Some months the number of seizure incidents has gone up to three or four. These confiscations have happened either during departure from Kuala Lumpur International Airport in Malaysia or from Suvarnabhumi Airport in Bangkok, Thailand, or upon arrival at various Indian airports.
This frequency of gibbon confiscations “is not something we’ve seen commonly in the past,” says Kanitha Krishnasamy, Southeast Asia director for TRAFFIC, a nongovernmental organization monitoring the illegal wildlife trade.
A recent report by TRAFFIC sheds light on the scale of the trade in the past decade (2016 – 2025). According to data they provided, some of which was collected after the report, 93 trafficked gibbons were confiscated across south and southeast Asia in 2025 alone.
“It’s the highest number of gibbons we’ve seen confiscated in the last 10 years,” says Krishnasamy. This number — which includes gibbons kept as pets as well as those being smuggled across international borders via air, sea, and land — amounts to a third of the gibbons seized in the previous nine years (2016-2024).
In the past decade, Indonesia has had the highest number gibbon-confiscation incidents and individuals seized, partly due to the robust domestic trade and in part due to increased attention by authorities. But more recently India and Malaysia have emerged at the heart of international gibbon-smuggling attempts.
According to TRAFFIC 33 gibbon-smuggling incidents were recorded in the past 10 years, most of which involved multiple animals at a time. Of these India was involved in 26 attempts as the destination (or possible mid-transit) country, while Malaysia was involved in 20 incidents as the source or transit point for gibbons trafficked from Indonesia and other southeast Asian range countries.
“In the past we’ve seen countless species from India being trafficked into the southeast Asian market,” says Krishnasamy. “We seem to be seeing something different now — gibbons and other mammals sourced from southeast Asia headed to the Indian market.
The Singing Apes
Gibbons are small, agile apes, found in 11 countries across Asia, from northeast India to the western islands of Indonesia. They are known for their loud, melodious calls known as “songs” that reverberate through forests. Of the 20 recognized gibbon species, the International Union for Conservation of Nature lists five as critically endangered, 14 as endangered, and one as vulnerable due to severe habitat loss and poaching for the illegal pet trade.

Problem requirements >> Please pick up the text on gibbon trafficking after its last sentence and keep writing it. The data after this point comes from a different source.

Given data >>
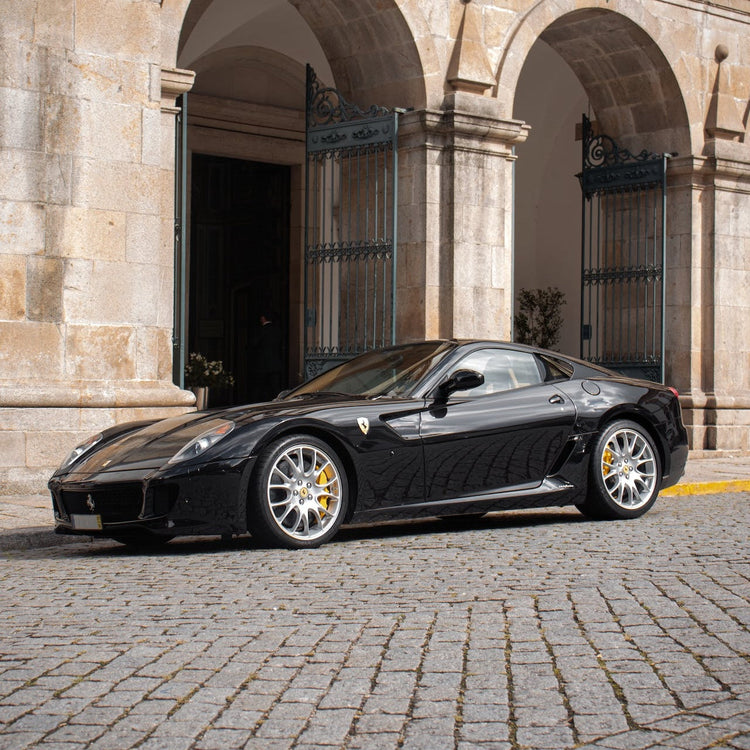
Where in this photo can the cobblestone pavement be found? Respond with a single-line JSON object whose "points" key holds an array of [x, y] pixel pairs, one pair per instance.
{"points": [[524, 630]]}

Expected output >>
The two subspecies of siamang — the largest gibbons (in size) — are the most trafficked. “Over 30% of confiscations involve siamangs,” says Krishnasamy.
Other gibbon species that appear often in international trade include agile gibbons (Hylobates agilis), lar gibbons (H. lar), and Javan gibbons (H. moloch). “The majority of gibbons that turn up in trade are most likely to have come from Indonesia or Malaysia,” confirms Cheyne.
The Convention on International Trade in Endangered Species lists all gibbon species under what’s known as Appendix I, which offers them the highest level of protection and prohibits their commercial trade internationally. The apes are also protected under national law in their respective countries, making it illegal to hunt, capture, own, or trade them. If people are arrested and prosecuted for violating these statutes, punishment can include fines and years of imprisonment. Yet according to experts, enforcement remains woefully weak.
“There is a lack of capacity to take these cases to prosecution and to effectively investigate the trade networks,” says Cheyne.
What Is Driving the Demand?
Krishnasamy posits two reasons for the skyrocketing demand for gibbons from India.
“Either there is some sort of a fad of people wanting to keep gibbons as pets in India, or they are heading to facilities like zoos, safaris, or potentially even breeding facilities,” she says. “Which of the two is actually happening requires deeper investigation in India.”
She shares the example of the Teenage Mutant Ninja Turtles franchise, which influenced the turtle trade, or the Harry Potter series, which has led to an increase in the illegal trade in owls. “It’s hard to say what is driving this particular trend where gibbons are concerned,” she says.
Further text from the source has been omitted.